Start Rows

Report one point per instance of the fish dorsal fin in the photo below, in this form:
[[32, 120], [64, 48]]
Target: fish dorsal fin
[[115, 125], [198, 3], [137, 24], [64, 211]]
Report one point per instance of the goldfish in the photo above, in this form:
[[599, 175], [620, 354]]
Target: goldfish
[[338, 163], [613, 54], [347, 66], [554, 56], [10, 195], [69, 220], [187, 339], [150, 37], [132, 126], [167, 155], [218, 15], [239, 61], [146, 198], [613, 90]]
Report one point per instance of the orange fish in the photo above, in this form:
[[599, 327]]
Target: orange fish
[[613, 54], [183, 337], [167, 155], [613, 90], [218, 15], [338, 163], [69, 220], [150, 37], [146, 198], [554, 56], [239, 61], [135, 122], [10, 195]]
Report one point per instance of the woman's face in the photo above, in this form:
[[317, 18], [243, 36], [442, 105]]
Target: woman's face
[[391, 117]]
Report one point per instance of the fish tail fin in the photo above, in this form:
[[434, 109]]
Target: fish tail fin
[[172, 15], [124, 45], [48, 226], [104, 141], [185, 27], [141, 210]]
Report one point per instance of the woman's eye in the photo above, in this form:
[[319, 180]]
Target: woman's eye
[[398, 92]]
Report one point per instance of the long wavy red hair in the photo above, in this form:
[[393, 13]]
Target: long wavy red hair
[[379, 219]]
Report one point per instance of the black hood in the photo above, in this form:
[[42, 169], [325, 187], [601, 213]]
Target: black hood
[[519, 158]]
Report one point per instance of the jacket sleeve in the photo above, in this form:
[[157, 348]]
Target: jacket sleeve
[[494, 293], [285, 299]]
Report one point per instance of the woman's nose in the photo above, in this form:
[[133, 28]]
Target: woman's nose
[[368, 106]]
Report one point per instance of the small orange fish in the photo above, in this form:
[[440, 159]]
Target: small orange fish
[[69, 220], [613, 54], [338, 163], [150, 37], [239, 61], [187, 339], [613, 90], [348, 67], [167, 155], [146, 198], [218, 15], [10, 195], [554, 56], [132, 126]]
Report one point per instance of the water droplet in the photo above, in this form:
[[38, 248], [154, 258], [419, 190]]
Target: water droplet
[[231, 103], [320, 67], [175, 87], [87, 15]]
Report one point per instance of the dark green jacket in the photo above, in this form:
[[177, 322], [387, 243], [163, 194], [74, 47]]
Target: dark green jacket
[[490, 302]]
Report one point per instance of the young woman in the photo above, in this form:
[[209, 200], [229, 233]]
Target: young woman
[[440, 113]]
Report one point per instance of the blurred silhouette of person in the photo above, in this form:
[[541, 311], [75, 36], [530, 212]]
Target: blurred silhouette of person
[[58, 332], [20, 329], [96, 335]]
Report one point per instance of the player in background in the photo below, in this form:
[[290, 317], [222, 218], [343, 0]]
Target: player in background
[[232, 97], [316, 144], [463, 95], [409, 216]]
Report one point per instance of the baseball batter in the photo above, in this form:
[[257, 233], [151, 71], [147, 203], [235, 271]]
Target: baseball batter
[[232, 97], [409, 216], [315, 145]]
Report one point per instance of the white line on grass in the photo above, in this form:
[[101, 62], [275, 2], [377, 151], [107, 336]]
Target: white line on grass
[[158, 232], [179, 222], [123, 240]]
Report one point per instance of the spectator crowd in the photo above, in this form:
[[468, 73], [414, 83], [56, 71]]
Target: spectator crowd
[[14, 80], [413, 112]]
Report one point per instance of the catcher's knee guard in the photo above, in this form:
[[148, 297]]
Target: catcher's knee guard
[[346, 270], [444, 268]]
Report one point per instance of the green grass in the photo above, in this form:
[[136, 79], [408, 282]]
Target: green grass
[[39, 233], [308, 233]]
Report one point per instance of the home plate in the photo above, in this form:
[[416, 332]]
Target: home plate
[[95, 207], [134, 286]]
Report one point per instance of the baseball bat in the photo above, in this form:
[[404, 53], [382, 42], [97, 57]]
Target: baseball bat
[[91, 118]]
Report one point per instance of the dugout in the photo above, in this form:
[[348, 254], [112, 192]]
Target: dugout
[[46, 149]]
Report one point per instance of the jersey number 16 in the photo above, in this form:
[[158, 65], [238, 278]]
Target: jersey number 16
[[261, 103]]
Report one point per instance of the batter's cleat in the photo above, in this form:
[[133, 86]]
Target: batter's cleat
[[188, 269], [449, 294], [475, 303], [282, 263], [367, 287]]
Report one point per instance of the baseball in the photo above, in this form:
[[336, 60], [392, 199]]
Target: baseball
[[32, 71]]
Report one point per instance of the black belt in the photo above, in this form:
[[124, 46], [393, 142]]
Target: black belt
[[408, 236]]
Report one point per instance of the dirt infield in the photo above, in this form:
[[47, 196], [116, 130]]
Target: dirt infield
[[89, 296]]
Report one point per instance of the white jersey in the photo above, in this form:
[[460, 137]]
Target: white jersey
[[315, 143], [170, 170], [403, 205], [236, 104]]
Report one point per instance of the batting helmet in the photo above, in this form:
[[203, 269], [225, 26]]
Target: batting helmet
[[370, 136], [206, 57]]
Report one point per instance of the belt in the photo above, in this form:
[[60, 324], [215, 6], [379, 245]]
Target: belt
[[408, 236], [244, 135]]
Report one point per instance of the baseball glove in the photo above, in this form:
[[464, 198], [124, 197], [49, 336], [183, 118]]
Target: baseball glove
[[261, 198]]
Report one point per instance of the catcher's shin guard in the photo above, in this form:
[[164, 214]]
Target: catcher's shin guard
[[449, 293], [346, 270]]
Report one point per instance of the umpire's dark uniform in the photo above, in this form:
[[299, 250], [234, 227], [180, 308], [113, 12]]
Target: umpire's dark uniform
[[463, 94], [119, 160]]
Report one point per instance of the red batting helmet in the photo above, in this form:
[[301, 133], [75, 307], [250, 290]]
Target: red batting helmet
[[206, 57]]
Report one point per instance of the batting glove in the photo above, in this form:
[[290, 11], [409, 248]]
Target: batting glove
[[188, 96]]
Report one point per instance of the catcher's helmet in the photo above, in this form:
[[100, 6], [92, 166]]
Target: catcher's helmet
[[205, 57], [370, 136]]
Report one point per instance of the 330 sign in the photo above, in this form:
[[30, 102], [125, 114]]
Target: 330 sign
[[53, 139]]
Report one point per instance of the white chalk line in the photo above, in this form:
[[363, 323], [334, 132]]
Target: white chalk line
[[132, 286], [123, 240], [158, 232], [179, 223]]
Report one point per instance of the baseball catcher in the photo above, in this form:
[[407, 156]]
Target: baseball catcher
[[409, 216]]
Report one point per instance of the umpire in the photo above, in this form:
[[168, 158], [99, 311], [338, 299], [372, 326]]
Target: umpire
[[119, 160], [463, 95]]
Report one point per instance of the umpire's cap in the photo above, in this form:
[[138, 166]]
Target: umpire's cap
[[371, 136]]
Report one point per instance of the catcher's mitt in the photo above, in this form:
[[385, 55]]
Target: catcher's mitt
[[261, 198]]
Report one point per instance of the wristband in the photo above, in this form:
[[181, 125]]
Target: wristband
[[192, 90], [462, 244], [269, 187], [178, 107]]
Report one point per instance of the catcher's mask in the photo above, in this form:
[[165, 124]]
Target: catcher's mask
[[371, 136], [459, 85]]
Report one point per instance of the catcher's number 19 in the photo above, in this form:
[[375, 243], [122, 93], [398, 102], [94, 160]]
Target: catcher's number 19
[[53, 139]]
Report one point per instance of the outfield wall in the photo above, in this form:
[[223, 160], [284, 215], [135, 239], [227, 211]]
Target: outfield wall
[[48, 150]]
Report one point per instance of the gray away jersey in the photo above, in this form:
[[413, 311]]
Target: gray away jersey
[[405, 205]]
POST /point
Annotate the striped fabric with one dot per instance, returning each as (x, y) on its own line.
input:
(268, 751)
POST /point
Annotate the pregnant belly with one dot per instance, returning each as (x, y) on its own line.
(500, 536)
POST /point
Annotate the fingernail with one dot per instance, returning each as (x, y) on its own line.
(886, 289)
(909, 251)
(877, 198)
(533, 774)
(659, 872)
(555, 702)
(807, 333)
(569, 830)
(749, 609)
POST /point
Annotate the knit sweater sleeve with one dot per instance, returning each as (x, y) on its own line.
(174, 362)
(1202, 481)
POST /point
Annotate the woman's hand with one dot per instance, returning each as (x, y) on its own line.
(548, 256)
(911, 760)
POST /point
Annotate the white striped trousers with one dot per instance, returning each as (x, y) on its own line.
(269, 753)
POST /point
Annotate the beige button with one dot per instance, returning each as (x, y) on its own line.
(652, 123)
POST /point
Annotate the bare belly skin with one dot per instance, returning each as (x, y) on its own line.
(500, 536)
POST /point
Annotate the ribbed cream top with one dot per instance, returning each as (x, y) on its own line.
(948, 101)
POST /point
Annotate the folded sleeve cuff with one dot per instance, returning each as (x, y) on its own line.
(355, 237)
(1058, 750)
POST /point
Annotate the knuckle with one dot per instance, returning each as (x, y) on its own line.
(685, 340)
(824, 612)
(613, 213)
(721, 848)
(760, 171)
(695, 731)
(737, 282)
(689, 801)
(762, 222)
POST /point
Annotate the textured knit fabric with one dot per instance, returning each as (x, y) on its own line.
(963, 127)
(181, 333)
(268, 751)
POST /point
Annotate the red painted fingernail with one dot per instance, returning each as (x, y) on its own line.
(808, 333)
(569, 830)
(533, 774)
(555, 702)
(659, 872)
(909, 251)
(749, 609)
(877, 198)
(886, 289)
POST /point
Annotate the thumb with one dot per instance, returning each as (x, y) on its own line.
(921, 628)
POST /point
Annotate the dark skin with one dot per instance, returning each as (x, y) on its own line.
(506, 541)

End Rows

[What is asked] Rescale the lines from the very first one through the line containing "122], [10, 195]]", both included. Give every line again, requests and their format samples unchanged, but multiply each answer coordinate by 1.6 and round to a whole number, with halves rounded up.

[Answer for this exercise]
Report one point per instance of the fish dorsal fin in the photo below, in this form:
[[32, 120], [64, 48]]
Target: fish dorsal fin
[[184, 200], [317, 5], [219, 38], [102, 338]]
Report one point per instance of the goldfish in the photo above, in this form:
[[599, 175], [620, 354]]
Target: goldfish
[[541, 261], [981, 86], [555, 106], [886, 90], [16, 312], [110, 352], [299, 542], [240, 59], [211, 202], [267, 248], [349, 24], [382, 98], [234, 317], [981, 144]]
Report one point per instance of the orange fish in the photo above, in this form:
[[599, 327]]
Target: orange fish
[[981, 86], [293, 539], [267, 248], [981, 144], [349, 24], [541, 261], [110, 352], [240, 59], [234, 317], [886, 90], [382, 98], [216, 195], [16, 312]]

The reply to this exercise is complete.